Source:
* start *

Counterintuitive - Jobseeker Basics XIII

Greg Wyatt • January 13, 2026

What follows is Chapter 20 from A Career Breakdown Kit (2026 edition).


If you've joined me and Simon Ward on our weekly LinkedIn Lives, you may have seen me wildly gesticulating with my hands interlaced, madly shouting Inversion! Inversion! while spouting conspiracy theories about the Hidden Jobs Market and ATS Compliance not being what you think they are.


For good reason, given your job search inverts the recruitment strategy for best filling the same role.


(I've received the proof copy of the Hardback today - first impressions are great, I'm really pleased. I'll check for errors, then will hopefully click publish by the end of the week. If you're interested, click Visit My Store on my profile at the end of the week.)


20 - An inverted job search

 

So, your broad approach to looking for a job is based on a product marketing strategy.


How does this link to your job search and how companies hire?


The next step is to recognise a job search is an inverted recruitment process.


Whatever you can learn about the actual workings of recruitment, the better armed you are to navigate them.


The first way in which this is true is around the routes to market employers take to fill a job.


Employers want to fill vacancies in the most economical and efficient means possible.


Sometimes they’ll rely on external advice, sometimes they’ll figure out their own way, and sometimes they’ll employ people to do it for them (such as a Talent Acquisition Manager or internal recruiter).


When they rely on external advice, it may not surprise you it’s as varied and contradictory as job seeker advice.

Take this nugget of wisdom:


80% of suitable candidates are not actively looking for work. By advertising, you’ll only have access to the 20% that applies to adverts.

* end *

Information shown:
* start *

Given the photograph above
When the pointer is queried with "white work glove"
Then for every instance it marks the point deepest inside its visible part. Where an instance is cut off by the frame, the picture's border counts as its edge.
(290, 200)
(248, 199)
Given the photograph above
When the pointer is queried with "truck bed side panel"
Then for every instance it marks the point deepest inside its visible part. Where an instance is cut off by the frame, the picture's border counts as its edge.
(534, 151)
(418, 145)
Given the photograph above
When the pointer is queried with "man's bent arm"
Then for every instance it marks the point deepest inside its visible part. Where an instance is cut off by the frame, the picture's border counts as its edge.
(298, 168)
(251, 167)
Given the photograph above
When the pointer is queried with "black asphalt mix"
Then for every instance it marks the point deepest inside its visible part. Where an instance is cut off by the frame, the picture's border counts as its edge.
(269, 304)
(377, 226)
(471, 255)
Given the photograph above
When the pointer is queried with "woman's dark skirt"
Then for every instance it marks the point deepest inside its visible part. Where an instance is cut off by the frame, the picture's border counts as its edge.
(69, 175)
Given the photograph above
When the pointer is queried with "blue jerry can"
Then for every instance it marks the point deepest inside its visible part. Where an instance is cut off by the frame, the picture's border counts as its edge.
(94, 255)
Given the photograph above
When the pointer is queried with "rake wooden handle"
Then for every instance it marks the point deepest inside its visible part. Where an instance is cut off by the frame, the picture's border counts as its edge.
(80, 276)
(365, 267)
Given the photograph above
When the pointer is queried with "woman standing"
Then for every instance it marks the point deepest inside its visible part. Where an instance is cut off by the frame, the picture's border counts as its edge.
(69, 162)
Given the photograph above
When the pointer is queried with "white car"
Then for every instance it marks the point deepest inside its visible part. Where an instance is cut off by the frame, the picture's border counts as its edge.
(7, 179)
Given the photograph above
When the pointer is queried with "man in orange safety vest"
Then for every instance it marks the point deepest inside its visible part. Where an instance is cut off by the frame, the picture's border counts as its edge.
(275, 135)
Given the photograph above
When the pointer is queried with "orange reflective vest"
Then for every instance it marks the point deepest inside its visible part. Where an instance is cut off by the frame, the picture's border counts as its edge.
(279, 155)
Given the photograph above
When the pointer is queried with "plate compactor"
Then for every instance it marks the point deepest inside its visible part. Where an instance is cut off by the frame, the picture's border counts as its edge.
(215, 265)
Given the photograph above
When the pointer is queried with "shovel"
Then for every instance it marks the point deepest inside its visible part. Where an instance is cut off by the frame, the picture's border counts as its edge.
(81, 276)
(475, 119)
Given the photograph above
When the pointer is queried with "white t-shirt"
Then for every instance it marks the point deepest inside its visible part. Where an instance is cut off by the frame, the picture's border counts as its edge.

* end *

Reproduce word for word the stretch of the job search article that runs from "The next step" up to and including "or internal recruiter).".

The next step is to recognise a job search is an inverted recruitment process.


Whatever you can learn about the actual workings of recruitment, the better armed you are to navigate them.


The first way in which this is true is around the routes to market employers take to fill a job.


Employers want to fill vacancies in the most economical and efficient means possible.


Sometimes they’ll rely on external advice, sometimes they’ll figure out their own way, and sometimes they’ll employ people to do it for them (such as a Talent Acquisition Manager or internal recruiter).